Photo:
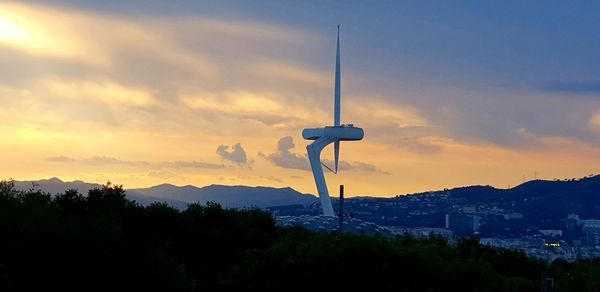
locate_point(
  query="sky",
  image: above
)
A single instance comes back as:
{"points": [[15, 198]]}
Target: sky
{"points": [[449, 94]]}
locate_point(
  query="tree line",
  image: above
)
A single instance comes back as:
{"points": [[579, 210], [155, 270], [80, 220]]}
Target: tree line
{"points": [[103, 241]]}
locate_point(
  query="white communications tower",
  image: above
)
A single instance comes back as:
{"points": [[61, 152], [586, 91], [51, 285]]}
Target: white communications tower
{"points": [[327, 135]]}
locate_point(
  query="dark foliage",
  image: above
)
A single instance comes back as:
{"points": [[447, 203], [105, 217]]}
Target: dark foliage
{"points": [[102, 241]]}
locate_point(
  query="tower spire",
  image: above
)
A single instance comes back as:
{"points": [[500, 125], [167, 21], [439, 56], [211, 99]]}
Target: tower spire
{"points": [[336, 114]]}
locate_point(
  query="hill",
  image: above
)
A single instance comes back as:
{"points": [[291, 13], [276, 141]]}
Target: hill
{"points": [[179, 197]]}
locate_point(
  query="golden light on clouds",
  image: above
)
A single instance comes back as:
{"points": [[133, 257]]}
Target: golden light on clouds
{"points": [[143, 100]]}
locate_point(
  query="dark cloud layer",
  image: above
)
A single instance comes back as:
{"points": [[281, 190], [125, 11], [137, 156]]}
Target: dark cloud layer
{"points": [[286, 159]]}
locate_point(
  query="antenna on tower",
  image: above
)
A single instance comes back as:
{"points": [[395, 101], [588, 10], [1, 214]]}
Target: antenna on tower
{"points": [[327, 135]]}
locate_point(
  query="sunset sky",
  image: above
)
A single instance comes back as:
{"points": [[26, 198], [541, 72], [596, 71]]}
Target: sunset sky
{"points": [[191, 92]]}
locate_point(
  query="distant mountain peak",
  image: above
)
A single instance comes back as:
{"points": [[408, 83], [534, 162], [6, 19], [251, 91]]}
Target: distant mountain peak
{"points": [[52, 180]]}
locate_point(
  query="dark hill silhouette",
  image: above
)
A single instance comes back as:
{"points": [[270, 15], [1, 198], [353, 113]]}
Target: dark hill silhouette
{"points": [[540, 198], [179, 197]]}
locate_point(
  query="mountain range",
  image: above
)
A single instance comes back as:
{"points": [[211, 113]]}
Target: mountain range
{"points": [[181, 196]]}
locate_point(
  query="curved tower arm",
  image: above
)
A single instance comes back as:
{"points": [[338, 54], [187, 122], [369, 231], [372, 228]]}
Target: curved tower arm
{"points": [[314, 155]]}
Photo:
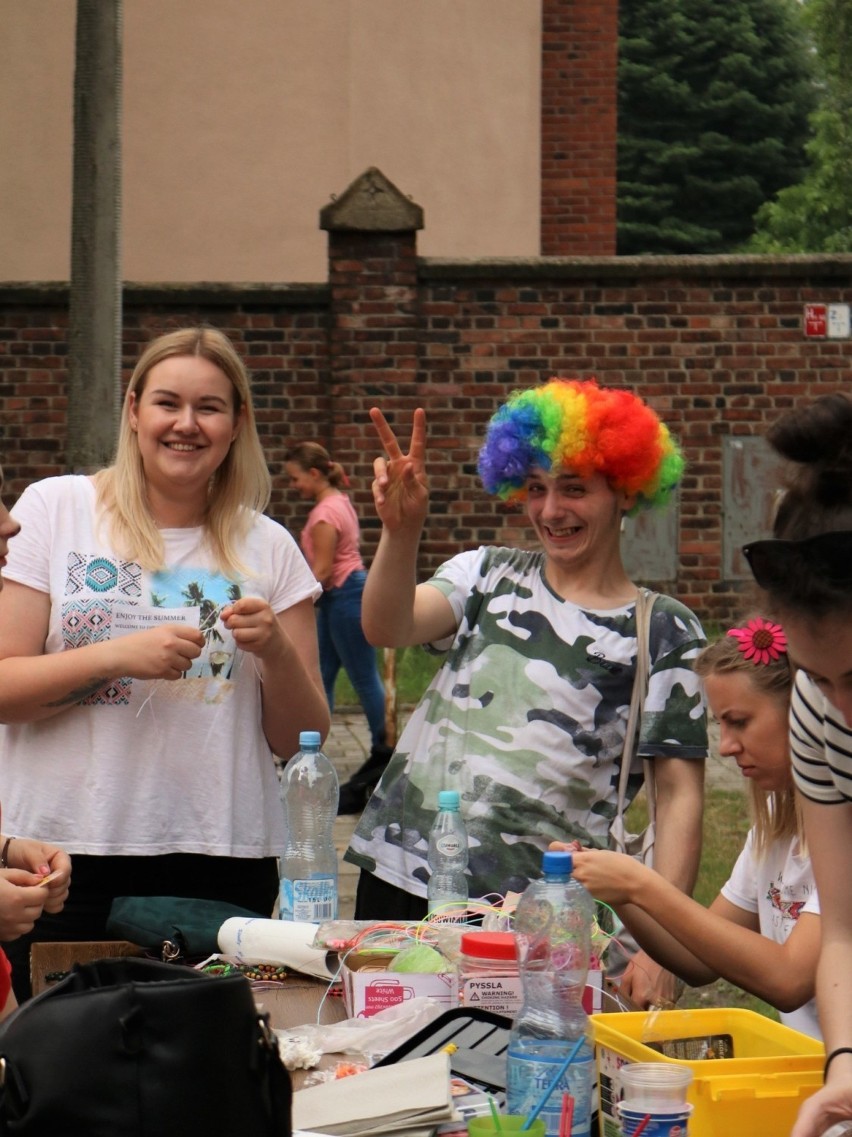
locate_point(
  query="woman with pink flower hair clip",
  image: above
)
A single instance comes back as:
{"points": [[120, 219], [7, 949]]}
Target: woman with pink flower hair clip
{"points": [[805, 572], [762, 931]]}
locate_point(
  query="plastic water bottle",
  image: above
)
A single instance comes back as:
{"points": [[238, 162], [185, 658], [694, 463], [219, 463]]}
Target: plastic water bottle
{"points": [[447, 886], [553, 927], [308, 870]]}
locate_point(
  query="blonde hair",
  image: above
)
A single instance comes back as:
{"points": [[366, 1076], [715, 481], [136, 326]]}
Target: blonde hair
{"points": [[239, 488], [776, 814]]}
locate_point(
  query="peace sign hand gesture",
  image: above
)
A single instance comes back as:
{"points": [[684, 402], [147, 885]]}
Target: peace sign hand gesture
{"points": [[400, 489]]}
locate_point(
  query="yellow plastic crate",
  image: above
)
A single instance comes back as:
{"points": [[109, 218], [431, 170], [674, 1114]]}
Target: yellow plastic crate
{"points": [[757, 1092]]}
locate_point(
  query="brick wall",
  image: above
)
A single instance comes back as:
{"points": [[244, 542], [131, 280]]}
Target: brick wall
{"points": [[579, 85], [716, 345]]}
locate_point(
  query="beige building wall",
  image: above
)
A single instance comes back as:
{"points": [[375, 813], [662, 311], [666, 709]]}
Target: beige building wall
{"points": [[241, 118]]}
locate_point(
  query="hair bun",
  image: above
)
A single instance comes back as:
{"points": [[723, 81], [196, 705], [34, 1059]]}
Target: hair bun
{"points": [[819, 434]]}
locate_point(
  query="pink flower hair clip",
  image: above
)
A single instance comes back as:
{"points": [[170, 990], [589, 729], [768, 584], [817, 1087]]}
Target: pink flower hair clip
{"points": [[760, 641]]}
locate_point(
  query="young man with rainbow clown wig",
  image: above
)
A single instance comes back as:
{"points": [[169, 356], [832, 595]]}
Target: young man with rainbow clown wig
{"points": [[527, 715]]}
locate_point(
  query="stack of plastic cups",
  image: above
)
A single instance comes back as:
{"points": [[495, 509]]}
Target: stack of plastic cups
{"points": [[653, 1100]]}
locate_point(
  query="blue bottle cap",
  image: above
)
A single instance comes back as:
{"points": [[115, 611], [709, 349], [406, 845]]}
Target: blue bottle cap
{"points": [[561, 863]]}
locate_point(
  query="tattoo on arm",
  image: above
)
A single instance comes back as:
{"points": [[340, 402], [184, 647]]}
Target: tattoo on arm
{"points": [[79, 694]]}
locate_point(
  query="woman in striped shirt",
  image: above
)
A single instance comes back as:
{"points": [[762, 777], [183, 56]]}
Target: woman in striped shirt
{"points": [[807, 573]]}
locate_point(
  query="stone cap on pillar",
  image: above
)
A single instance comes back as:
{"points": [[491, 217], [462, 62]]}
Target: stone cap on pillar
{"points": [[372, 202]]}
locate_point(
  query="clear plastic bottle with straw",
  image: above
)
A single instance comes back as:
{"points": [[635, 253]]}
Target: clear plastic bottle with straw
{"points": [[549, 1052], [447, 857]]}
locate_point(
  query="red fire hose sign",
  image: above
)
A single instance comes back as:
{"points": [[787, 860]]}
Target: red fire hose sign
{"points": [[816, 320]]}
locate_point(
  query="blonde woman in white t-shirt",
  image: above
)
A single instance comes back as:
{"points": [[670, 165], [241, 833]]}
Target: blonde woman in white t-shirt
{"points": [[157, 650], [762, 931]]}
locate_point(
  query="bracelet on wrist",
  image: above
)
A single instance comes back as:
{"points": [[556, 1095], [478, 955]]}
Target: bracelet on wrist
{"points": [[829, 1060]]}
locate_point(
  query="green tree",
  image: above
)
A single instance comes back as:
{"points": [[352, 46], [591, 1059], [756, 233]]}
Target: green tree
{"points": [[816, 215], [713, 104]]}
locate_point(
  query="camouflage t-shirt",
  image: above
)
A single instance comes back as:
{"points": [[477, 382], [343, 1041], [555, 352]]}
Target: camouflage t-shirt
{"points": [[527, 719]]}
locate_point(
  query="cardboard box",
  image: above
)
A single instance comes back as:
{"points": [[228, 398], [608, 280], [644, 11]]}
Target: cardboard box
{"points": [[367, 989]]}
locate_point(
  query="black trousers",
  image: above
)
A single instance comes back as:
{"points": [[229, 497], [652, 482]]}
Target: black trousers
{"points": [[97, 880], [375, 899]]}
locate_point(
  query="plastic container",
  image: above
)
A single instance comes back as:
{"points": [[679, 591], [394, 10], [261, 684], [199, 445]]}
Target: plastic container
{"points": [[487, 1127], [308, 869], [655, 1085], [553, 926], [447, 859], [755, 1092], [661, 1122], [489, 976]]}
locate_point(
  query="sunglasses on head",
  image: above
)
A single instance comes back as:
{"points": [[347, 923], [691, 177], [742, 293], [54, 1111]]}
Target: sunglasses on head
{"points": [[777, 564]]}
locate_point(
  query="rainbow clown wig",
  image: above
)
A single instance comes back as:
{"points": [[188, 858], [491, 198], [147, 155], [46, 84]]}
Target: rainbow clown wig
{"points": [[577, 425]]}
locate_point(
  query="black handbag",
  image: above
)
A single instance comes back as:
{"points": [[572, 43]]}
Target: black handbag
{"points": [[133, 1047]]}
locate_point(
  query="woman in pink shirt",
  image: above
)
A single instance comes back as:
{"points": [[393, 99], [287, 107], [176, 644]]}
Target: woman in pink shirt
{"points": [[331, 541]]}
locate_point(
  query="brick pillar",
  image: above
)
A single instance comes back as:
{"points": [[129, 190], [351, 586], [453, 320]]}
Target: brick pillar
{"points": [[373, 316], [579, 84]]}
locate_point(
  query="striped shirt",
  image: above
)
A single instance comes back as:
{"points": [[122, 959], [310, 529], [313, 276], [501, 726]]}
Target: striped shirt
{"points": [[821, 745]]}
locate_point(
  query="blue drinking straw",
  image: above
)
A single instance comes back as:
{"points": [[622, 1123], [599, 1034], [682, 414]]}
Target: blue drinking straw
{"points": [[556, 1079]]}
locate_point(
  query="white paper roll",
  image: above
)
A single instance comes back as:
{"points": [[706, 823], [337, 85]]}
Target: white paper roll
{"points": [[284, 942]]}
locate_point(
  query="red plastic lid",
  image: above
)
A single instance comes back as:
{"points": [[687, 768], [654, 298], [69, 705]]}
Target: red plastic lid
{"points": [[489, 945]]}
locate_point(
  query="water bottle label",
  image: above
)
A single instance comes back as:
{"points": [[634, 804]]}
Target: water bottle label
{"points": [[313, 901], [449, 845], [530, 1076]]}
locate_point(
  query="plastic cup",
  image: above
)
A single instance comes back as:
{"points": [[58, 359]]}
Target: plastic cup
{"points": [[655, 1085], [509, 1123], [669, 1122]]}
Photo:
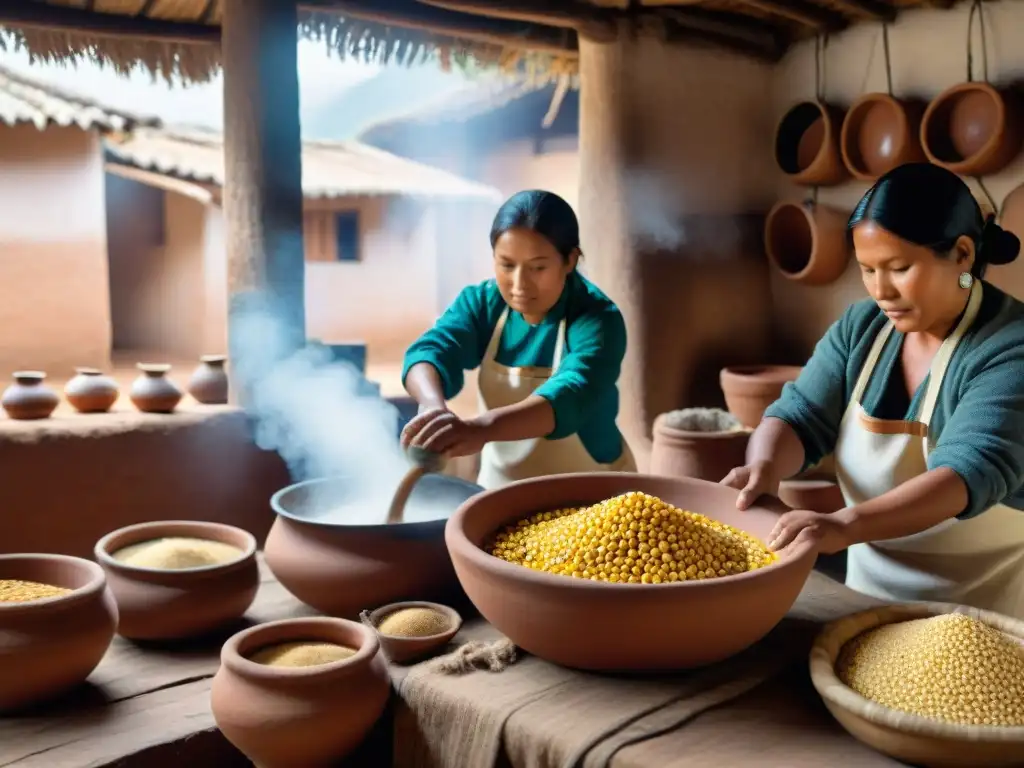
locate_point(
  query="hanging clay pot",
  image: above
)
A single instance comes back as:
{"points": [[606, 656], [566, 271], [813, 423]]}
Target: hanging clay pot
{"points": [[700, 442], [153, 392], [29, 397], [90, 391], [209, 381], [308, 716], [973, 129], [807, 144], [881, 132], [807, 242], [750, 389]]}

▶ **Request**
Extract each line above that contains the string "white" and reproduce it unchanged.

▶ **Exercise result**
  query="white communications tower",
Target: white communications tower
  query="blonde woman in white t-shirt",
Target: blonde woman in white t-shirt
  query="white paper roll",
Target: white paper roll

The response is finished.